Start of Block

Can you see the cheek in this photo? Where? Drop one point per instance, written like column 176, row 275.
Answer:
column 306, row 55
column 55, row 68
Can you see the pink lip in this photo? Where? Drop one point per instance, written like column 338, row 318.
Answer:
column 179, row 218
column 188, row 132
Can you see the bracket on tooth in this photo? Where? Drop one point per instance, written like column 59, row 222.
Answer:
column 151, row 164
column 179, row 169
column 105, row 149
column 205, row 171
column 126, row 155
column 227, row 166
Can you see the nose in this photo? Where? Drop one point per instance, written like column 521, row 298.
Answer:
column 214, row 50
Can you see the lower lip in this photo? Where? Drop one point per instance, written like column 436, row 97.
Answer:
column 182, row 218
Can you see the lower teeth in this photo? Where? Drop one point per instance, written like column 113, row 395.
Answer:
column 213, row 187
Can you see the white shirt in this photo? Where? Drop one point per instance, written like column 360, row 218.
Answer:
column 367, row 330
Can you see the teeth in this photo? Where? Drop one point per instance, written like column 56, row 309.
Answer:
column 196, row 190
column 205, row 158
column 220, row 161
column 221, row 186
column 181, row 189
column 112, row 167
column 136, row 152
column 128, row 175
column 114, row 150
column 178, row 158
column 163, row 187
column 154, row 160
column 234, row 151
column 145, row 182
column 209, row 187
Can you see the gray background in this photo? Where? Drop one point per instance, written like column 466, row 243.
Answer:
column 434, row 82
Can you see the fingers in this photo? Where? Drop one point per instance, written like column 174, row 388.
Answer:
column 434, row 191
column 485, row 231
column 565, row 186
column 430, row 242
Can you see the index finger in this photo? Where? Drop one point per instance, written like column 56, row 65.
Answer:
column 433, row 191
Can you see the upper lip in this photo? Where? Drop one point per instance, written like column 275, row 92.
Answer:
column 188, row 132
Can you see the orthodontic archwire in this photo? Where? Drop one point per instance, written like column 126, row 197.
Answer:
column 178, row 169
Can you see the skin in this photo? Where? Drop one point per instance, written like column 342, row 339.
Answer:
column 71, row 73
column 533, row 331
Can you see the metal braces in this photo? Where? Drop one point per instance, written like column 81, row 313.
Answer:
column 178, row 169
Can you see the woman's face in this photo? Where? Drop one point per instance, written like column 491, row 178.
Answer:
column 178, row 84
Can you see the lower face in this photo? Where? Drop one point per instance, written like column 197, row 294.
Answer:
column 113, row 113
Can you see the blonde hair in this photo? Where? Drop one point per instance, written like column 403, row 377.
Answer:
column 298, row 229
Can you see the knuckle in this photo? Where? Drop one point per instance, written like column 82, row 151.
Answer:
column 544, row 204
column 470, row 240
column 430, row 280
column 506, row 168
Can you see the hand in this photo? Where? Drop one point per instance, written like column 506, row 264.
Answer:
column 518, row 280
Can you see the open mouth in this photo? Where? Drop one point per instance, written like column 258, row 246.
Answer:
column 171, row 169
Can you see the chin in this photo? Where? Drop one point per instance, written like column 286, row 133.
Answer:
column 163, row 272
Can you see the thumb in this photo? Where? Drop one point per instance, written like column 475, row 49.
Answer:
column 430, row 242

End of Block
Start of Block

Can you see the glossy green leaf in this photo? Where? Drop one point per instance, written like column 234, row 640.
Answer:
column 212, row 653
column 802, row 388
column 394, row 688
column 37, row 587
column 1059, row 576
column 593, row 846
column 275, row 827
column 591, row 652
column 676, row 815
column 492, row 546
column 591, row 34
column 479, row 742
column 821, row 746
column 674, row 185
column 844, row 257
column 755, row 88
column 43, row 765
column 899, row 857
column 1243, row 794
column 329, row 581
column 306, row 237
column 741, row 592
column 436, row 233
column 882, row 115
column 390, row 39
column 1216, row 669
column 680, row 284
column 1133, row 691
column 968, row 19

End of Block

Copy only the lines in the listing that contain "lower".

Can you see the lower lip in this photo? Where? Drop one point per instance, written like column 436, row 97.
Can you see the lower teeth in this photo? Where? Drop one point per instance, written like column 113, row 395.
Can you see the lower face in this photo? Where? Drop one point per instance, written like column 197, row 294.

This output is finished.